> **EXERCISE DETAILS**
Reproduce every line of the item below, including its opening text. In the answers, multiply each x and y coordinate by 2.3 and round it to a whole number, with halves rounded up.
##### STORED ROWS #####
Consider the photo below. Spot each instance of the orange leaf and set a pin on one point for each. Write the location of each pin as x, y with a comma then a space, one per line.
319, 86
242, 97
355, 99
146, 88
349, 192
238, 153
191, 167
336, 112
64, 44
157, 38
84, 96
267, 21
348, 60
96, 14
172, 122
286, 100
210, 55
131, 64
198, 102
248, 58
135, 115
#####
> **TASK RESULT**
Consider the photo below. Spot each instance of the orange leaf and set a pin on one point for each. Write the location of each pin as x, y with a comma then a space, one per line.
734, 198
557, 223
817, 228
336, 202
803, 442
547, 352
439, 384
773, 258
147, 101
361, 87
193, 221
614, 48
800, 138
221, 32
396, 281
658, 230
483, 127
301, 147
455, 235
570, 133
311, 265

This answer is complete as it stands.